═════ TEXT UNDER STUDY ═════
The FTSE 100’s housebuilders took a slowing UK housing market in their stride on Thursday with Persimmon, Barratt Developments, and Taylor Wimpey all rising on the day.
Housebuilding shares gained despite UK house prices falling 1.4% in the month to October as the pressures of a cost of living crisis and fallout from the mini-budget hit activity.
The FTSE 100’s housebuilders are down heavily this year after much of the bad news on UK housing was largely priced in before the market started to deteriorate.
“Housebuilder shares, already heavily beaten down this year, were higher on the Nationwide data and even estate agents like LSL Property Services and Foxtons were only a smidge lower. This shows how the market has already priced in a lot of bad news regarding the property market,” said AJ Bell investment director Russ Mould.
A Fed pivot?
The FTSE 100 started the day on the front following comments from the Federal Reserve chair that raised hopes the US central bank was considering slowing the pace of rate hikes.
After a year of sharp interest rate hikes, the Federal Reserve could be about to amend the trajectory of their rates hikes which current sees a terminal rate of 5% in 2023.
The prospect of easier monetary conditions will be welcomed by the markets who are facing a slowing global economy.
The S&P 500 was up around 3% overnight and the FTSE 100 was trading at 7,580 at the time of writing.
Mixed commodities
Commodity shares were mixed as investors attempted to gauge news flow in China and whether the authorities could be about to end their zero-covid policy.
The FTSE 100 miners were weaker after a strong couple of weeks, and Shell and BP fell on lower oil prices.
═════ RECORDS ═════
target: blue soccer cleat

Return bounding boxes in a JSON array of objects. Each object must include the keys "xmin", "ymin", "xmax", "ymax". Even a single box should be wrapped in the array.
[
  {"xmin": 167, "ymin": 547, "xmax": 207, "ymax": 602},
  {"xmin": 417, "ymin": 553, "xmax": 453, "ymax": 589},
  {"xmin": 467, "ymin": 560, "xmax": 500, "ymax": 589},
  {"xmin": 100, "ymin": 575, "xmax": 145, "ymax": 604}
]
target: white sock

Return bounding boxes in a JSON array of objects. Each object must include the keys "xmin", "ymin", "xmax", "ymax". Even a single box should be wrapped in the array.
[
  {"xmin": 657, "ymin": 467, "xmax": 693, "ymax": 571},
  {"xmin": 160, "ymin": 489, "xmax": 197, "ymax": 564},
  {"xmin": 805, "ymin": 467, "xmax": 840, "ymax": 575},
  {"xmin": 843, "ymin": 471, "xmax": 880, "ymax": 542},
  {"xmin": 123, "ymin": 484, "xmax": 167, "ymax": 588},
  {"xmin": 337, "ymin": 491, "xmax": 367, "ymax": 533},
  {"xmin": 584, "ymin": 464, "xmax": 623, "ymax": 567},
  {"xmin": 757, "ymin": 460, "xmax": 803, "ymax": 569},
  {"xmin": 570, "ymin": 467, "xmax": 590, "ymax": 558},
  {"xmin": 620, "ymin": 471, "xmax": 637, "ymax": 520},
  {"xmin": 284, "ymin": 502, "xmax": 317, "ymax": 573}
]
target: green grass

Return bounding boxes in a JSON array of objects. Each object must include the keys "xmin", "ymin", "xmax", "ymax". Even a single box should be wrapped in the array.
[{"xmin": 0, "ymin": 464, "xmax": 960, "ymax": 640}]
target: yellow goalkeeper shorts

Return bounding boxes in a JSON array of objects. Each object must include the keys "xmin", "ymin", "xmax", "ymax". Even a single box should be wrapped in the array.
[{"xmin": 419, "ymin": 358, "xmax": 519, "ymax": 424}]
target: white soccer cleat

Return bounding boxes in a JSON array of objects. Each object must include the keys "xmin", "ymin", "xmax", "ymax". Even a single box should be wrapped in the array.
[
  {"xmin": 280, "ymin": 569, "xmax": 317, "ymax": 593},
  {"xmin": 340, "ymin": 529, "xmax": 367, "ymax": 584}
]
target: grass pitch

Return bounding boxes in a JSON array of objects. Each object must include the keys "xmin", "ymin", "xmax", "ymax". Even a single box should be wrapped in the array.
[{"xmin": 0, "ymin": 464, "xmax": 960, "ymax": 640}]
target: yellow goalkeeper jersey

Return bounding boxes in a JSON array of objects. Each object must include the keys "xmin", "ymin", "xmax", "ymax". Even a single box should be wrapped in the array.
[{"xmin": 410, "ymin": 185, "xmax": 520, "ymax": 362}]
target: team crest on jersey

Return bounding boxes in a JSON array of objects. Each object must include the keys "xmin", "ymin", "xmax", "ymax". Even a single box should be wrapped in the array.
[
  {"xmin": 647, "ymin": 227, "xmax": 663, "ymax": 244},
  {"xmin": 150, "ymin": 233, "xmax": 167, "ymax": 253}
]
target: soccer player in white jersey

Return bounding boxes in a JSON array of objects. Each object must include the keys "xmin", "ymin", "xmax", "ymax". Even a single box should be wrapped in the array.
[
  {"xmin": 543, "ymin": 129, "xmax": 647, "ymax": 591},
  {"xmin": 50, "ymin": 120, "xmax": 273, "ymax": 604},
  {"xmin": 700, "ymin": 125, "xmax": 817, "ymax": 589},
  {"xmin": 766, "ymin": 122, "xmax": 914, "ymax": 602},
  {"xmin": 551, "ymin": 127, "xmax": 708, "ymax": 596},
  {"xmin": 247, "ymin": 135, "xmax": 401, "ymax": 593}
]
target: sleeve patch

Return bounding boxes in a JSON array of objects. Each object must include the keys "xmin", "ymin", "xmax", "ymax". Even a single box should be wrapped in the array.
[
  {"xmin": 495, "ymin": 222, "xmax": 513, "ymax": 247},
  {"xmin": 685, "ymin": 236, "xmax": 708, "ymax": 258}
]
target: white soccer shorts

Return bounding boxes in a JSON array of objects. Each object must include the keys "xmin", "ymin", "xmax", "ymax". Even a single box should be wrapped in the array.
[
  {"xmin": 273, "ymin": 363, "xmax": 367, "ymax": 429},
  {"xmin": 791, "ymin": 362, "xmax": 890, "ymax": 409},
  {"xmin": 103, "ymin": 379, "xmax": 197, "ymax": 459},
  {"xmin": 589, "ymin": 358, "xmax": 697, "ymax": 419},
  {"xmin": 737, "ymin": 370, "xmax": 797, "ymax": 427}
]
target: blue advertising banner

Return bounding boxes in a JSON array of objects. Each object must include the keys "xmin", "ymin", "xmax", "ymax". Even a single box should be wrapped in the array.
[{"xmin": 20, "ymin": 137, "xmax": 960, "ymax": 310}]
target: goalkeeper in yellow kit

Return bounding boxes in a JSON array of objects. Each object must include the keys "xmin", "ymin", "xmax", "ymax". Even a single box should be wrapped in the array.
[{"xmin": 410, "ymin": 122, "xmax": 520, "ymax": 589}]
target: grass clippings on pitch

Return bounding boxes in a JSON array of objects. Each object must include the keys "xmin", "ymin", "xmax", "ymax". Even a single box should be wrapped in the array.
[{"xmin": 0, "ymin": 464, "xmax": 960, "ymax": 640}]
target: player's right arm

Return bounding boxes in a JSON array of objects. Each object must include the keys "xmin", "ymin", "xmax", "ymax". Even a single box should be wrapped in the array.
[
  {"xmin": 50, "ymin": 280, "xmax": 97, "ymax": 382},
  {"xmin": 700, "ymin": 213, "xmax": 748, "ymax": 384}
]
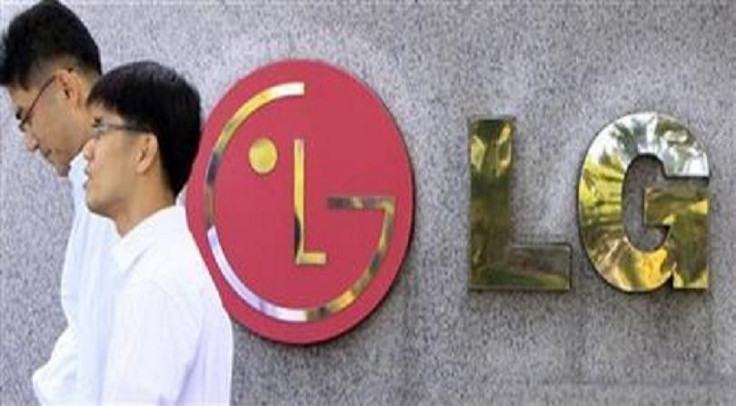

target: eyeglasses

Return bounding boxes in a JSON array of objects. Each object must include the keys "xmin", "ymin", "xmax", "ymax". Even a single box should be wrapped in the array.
[
  {"xmin": 90, "ymin": 121, "xmax": 150, "ymax": 140},
  {"xmin": 18, "ymin": 75, "xmax": 56, "ymax": 133}
]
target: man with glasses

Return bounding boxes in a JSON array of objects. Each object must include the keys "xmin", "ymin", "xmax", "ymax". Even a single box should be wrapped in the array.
[
  {"xmin": 84, "ymin": 62, "xmax": 233, "ymax": 405},
  {"xmin": 0, "ymin": 1, "xmax": 118, "ymax": 404}
]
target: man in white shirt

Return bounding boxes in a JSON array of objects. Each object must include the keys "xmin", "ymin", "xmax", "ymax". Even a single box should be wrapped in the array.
[
  {"xmin": 0, "ymin": 1, "xmax": 118, "ymax": 404},
  {"xmin": 84, "ymin": 62, "xmax": 233, "ymax": 404}
]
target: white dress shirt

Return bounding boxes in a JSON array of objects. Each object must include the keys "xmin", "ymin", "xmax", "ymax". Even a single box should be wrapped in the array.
[
  {"xmin": 32, "ymin": 154, "xmax": 119, "ymax": 405},
  {"xmin": 101, "ymin": 206, "xmax": 233, "ymax": 405}
]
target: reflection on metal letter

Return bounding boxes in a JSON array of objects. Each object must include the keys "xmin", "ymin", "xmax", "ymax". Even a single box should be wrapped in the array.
[
  {"xmin": 578, "ymin": 113, "xmax": 709, "ymax": 292},
  {"xmin": 468, "ymin": 117, "xmax": 571, "ymax": 290},
  {"xmin": 294, "ymin": 139, "xmax": 327, "ymax": 265}
]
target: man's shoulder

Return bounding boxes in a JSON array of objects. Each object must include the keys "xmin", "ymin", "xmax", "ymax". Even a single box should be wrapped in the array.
[{"xmin": 129, "ymin": 235, "xmax": 208, "ymax": 295}]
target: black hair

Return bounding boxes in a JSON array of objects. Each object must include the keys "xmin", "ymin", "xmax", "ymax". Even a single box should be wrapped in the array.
[
  {"xmin": 87, "ymin": 61, "xmax": 201, "ymax": 196},
  {"xmin": 0, "ymin": 0, "xmax": 102, "ymax": 89}
]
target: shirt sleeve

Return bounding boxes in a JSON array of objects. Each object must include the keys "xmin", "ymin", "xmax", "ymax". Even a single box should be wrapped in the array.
[
  {"xmin": 101, "ymin": 282, "xmax": 200, "ymax": 404},
  {"xmin": 31, "ymin": 327, "xmax": 77, "ymax": 405}
]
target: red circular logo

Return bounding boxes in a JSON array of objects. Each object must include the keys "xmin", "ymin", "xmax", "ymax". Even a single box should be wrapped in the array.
[{"xmin": 186, "ymin": 61, "xmax": 414, "ymax": 343}]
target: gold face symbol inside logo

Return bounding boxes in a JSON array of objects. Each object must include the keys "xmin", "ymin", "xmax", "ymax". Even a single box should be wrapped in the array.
[{"xmin": 248, "ymin": 137, "xmax": 279, "ymax": 175}]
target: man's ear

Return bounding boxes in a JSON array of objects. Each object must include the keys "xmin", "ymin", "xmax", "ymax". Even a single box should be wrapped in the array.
[
  {"xmin": 136, "ymin": 134, "xmax": 158, "ymax": 173},
  {"xmin": 54, "ymin": 69, "xmax": 87, "ymax": 107}
]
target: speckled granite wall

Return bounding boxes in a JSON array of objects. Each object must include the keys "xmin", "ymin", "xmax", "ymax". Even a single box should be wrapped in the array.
[{"xmin": 0, "ymin": 0, "xmax": 736, "ymax": 405}]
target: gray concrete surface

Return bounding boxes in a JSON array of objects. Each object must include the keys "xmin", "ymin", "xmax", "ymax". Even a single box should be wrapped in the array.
[{"xmin": 0, "ymin": 0, "xmax": 736, "ymax": 405}]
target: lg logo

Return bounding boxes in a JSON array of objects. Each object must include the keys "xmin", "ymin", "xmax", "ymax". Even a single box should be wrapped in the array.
[
  {"xmin": 187, "ymin": 61, "xmax": 414, "ymax": 343},
  {"xmin": 187, "ymin": 61, "xmax": 709, "ymax": 343}
]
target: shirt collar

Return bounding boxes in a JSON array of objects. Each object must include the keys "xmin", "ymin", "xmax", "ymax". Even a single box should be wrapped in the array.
[
  {"xmin": 112, "ymin": 205, "xmax": 189, "ymax": 273},
  {"xmin": 69, "ymin": 152, "xmax": 87, "ymax": 188}
]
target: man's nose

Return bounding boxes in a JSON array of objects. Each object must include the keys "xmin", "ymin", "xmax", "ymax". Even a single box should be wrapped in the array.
[
  {"xmin": 23, "ymin": 131, "xmax": 38, "ymax": 152},
  {"xmin": 82, "ymin": 138, "xmax": 95, "ymax": 162}
]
═════
WHAT YOU NEED TO DO:
1 – According to the market report, how much did UK house prices fall in the month to October?
2 – Retype the passage of the market report starting at "Housebuilding shares gained" and ending at "started to deteriorate.".
These entries have no connection to the market report.

WRITTEN ANSWERS:
1 – 1.4%

2 –
Housebuilding shares gained despite UK house prices falling 1.4% in the month to October as the pressures of a cost of living crisis and fallout from the mini-budget hit activity.
The FTSE 100’s housebuilders are down heavily this year after much of the bad news on UK housing was largely priced in before the market started to deteriorate.